Exercise task - Below are some records; return each one exactly.

A run of records -
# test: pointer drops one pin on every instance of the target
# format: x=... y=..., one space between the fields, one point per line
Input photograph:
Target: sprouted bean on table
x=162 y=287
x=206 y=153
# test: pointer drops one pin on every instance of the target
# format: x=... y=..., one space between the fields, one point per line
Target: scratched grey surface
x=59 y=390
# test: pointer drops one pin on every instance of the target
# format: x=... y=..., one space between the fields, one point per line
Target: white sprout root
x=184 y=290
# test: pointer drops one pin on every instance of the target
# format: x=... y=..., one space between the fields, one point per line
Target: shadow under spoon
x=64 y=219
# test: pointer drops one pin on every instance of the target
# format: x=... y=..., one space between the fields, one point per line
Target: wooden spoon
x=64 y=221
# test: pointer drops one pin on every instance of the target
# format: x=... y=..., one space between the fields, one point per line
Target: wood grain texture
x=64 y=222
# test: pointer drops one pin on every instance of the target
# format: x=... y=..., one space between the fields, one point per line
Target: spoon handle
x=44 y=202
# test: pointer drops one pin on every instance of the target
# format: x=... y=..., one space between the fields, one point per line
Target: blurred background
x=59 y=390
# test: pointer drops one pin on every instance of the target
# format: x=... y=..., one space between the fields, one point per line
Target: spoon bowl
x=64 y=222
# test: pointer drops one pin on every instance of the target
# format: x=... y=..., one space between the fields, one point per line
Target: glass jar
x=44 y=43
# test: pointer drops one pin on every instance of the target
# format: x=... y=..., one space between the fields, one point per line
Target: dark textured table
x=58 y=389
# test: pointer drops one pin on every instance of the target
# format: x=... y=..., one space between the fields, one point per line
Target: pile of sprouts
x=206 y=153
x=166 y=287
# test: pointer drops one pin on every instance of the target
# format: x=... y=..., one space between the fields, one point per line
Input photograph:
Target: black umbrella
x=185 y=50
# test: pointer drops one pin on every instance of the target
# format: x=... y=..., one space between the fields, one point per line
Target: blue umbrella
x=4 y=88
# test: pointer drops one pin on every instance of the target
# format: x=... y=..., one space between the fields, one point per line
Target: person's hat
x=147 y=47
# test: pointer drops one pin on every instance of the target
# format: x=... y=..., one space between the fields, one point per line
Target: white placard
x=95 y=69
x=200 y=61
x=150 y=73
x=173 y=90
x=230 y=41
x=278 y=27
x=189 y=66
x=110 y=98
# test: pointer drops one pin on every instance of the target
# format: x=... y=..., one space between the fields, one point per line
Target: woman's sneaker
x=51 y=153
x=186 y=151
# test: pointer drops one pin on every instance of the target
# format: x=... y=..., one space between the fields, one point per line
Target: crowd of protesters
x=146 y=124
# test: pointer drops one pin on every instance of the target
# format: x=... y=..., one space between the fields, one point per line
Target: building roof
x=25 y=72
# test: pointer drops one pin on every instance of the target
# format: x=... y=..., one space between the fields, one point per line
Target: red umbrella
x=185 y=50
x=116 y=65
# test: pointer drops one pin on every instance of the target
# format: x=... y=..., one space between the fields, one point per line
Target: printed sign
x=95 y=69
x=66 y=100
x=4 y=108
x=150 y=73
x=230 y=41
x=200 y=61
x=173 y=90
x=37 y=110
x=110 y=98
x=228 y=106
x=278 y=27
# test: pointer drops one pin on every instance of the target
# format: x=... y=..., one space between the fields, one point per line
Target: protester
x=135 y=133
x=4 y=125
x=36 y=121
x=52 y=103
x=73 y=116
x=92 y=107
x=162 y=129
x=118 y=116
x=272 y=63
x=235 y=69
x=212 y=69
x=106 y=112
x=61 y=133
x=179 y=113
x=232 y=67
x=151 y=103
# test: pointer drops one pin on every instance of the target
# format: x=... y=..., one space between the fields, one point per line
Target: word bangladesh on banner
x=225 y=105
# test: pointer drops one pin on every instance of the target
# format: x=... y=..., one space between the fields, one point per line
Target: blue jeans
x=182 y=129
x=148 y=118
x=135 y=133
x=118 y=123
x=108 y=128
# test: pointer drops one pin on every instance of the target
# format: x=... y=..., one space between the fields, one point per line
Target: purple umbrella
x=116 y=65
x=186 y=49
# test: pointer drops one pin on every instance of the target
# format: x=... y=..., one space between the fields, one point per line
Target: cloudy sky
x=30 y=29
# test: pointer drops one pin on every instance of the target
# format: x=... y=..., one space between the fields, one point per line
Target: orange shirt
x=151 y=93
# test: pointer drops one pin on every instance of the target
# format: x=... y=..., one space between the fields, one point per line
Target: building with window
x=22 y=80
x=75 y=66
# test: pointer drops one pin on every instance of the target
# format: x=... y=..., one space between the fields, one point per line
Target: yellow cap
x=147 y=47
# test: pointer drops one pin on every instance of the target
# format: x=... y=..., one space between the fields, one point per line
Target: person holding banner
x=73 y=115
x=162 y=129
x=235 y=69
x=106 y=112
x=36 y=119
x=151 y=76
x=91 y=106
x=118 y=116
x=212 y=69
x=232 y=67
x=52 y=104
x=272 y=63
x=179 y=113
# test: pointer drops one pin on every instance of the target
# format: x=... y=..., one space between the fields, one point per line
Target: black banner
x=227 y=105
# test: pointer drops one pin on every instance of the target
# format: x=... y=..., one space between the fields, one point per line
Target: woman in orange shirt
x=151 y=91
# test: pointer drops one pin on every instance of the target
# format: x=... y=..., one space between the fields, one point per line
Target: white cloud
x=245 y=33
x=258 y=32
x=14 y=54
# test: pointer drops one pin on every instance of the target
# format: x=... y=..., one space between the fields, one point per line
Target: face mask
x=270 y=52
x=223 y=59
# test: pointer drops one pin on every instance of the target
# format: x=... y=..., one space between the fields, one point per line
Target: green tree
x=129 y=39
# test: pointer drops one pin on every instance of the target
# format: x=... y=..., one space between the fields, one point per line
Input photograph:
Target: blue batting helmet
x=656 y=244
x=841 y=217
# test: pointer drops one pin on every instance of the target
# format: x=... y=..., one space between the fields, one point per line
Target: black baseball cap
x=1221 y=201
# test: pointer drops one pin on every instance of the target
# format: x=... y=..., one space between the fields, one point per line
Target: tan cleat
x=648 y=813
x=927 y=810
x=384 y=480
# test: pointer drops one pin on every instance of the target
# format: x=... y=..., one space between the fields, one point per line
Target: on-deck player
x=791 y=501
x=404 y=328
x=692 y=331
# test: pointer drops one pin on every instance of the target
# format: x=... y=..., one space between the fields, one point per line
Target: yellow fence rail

Problem solution -
# test: pointer drops one pin on every instance of the target
# format: x=... y=..., one space between the fields, one point per line
Input photograph:
Target: sprouted bean on table
x=162 y=287
x=206 y=153
# test: pointer drops one pin on every instance of the target
# format: x=... y=..., one space between the fields, one point per line
Target: scratched grey surface
x=59 y=390
# test: pointer drops one pin on every instance of the target
# format: x=... y=..., one space between the fields, one point per line
Target: white sprout root
x=184 y=290
# test: pointer drops one pin on every instance of the target
# format: x=... y=..., one space between the fields, one point per line
Target: shadow under spoon
x=64 y=219
# test: pointer drops one pin on every instance of the target
# format: x=... y=..., one space between the fields, one point per line
Target: wooden spoon
x=64 y=221
# test: pointer drops one pin on every instance of the target
# format: x=... y=..., one space between the fields, one point per line
Target: wood grain texture
x=64 y=222
# test: pointer drops one pin on every instance of the target
# format: x=... y=..., one space between the fields, one point per line
Target: spoon handle
x=44 y=202
# test: pointer drops one pin on every instance of the target
# format: x=... y=..., one space between the fields, one point per line
Target: blurred background
x=59 y=390
# test: pointer drops one pin on every instance of the target
# format: x=... y=..., one space between the fields, one point per line
Target: spoon bowl
x=64 y=222
# test: pointer drops one pin on every instance of the target
# format: x=... y=..., one space between the fields, one point per line
Target: glass jar
x=44 y=43
# test: pointer drops one pin on every instance of the target
# format: x=... y=..., one space between the fields, one point per line
Target: dark textured table
x=58 y=389
# test: pointer drops one pin on every instance of the target
# format: x=... y=..., one space between the fields, one point per line
Target: pile of sprouts
x=206 y=153
x=166 y=287
# test: pointer drops one pin on every instance of the target
# format: x=... y=..., one space between the fields, one point per line
Input photograph:
Target: black umbrella
x=185 y=50
# test: pointer drops one pin on every instance of the target
# format: x=... y=..., one space between the fields, one point per line
Target: blue umbrella
x=4 y=88
# test: pointer drops one pin on every instance of the target
# format: x=... y=..., one space between the fields, one point per line
Target: person's hat
x=147 y=47
# test: pointer drops one pin on every instance of the target
# format: x=... y=..., one space between the fields, one point per line
Target: white placard
x=95 y=69
x=200 y=61
x=150 y=73
x=173 y=90
x=230 y=41
x=278 y=27
x=189 y=66
x=110 y=98
# test: pointer drops one pin on every instance of the target
# format: x=... y=..., one space between the fields, one point per line
Target: woman's sneaker
x=51 y=153
x=186 y=151
# test: pointer drops one pin on every instance of the target
# format: x=... y=..., one space between the fields, one point per line
Target: crowd of protesters
x=146 y=124
# test: pointer drops one pin on every instance of the target
# format: x=... y=..., one space between the fields, one point per line
Target: building roof
x=25 y=72
# test: pointer drops one pin on every instance of the target
# format: x=... y=..., one space between the fields, one point per line
Target: red umbrella
x=185 y=50
x=116 y=65
# test: pointer drops one pin on every instance of the target
# format: x=... y=..., one space between the fields, one point per line
Target: printed sign
x=95 y=69
x=66 y=100
x=4 y=108
x=150 y=73
x=230 y=41
x=200 y=61
x=173 y=90
x=37 y=110
x=110 y=98
x=228 y=106
x=278 y=27
# test: pointer drops one pin on every instance of the target
# format: x=... y=..., one space between the fields, one point per line
Target: protester
x=135 y=133
x=4 y=125
x=36 y=121
x=52 y=103
x=73 y=116
x=92 y=107
x=162 y=129
x=118 y=116
x=272 y=63
x=235 y=69
x=212 y=69
x=106 y=112
x=61 y=133
x=179 y=113
x=232 y=67
x=151 y=103
# test: pointer drops one pin on every instance of the target
# format: x=... y=..., one space between the fields, one point per line
Target: word bangladesh on banner
x=225 y=105
# test: pointer drops one pin on every instance of the target
# format: x=... y=..., one space between the fields, one point per line
Target: blue jeans
x=182 y=129
x=148 y=118
x=135 y=133
x=118 y=123
x=108 y=128
# test: pointer drops one pin on every instance of the target
# format: x=... y=..., one space between the fields, one point per line
Target: purple umbrella
x=116 y=65
x=186 y=49
# test: pointer drops one pin on every instance of the target
# format: x=... y=..., one space between the fields, one point per line
Target: cloudy sky
x=30 y=29
# test: pointer drops one pin on every instance of the target
# format: x=... y=..., one space between the fields, one point per line
Target: orange shirt
x=151 y=93
# test: pointer drops one pin on every instance of the target
# format: x=... y=..., one space between the fields, one point per line
Target: building with window
x=22 y=80
x=75 y=66
# test: pointer drops one pin on every instance of the target
# format: x=... y=..., one space between the fields, one point per line
Target: yellow cap
x=147 y=47
# test: pointer drops one pin on every instance of the target
# format: x=... y=..., one space between the fields, one point per line
Target: person holding banner
x=73 y=115
x=162 y=129
x=235 y=69
x=106 y=112
x=36 y=119
x=151 y=76
x=91 y=106
x=118 y=116
x=212 y=69
x=232 y=67
x=52 y=104
x=272 y=63
x=179 y=113
# test: pointer drops one pin on every instance of the target
# format: x=... y=..., one space between the fields, one point per line
Target: black banner
x=227 y=105
# test: pointer drops one pin on every instance of the target
# format: x=... y=..., one space between the fields, one point per line
Target: woman in orange shirt
x=151 y=91
# test: pointer drops one pin on every instance of the target
# format: x=... y=..., one space between the fields, one point per line
Target: white cloud
x=245 y=33
x=258 y=32
x=14 y=54
# test: pointer drops one pin on every instance of the target
# format: x=... y=..., one space between the fields, one point per line
Target: face mask
x=270 y=52
x=223 y=59
# test: pointer drops one pin on every instance of the target
# format: x=... y=..., one space between the fields, one point per line
Target: green tree
x=129 y=39
# test: pointer drops one pin on every instance of the target
# format: x=... y=..., one space between the fields, one point per line
Input photograph:
Target: blue batting helmet
x=656 y=244
x=841 y=217
# test: pointer drops one pin on every instance of the target
# format: x=... y=..., one space between the fields, one point per line
Target: black baseball cap
x=1221 y=201
# test: pointer drops one pin on every instance of the target
# format: x=... y=..., one space between the fields, one point per line
Target: tan cleat
x=648 y=813
x=927 y=810
x=384 y=480
# test: pointer drops one pin on every instance of the target
# format: x=... y=..., one space between the fields, one point per line
Target: on-deck player
x=791 y=501
x=404 y=328
x=692 y=331
# test: pointer drops one pin on every instance of the target
# format: x=... y=..., one space between the fields, one point per line
Target: yellow fence rail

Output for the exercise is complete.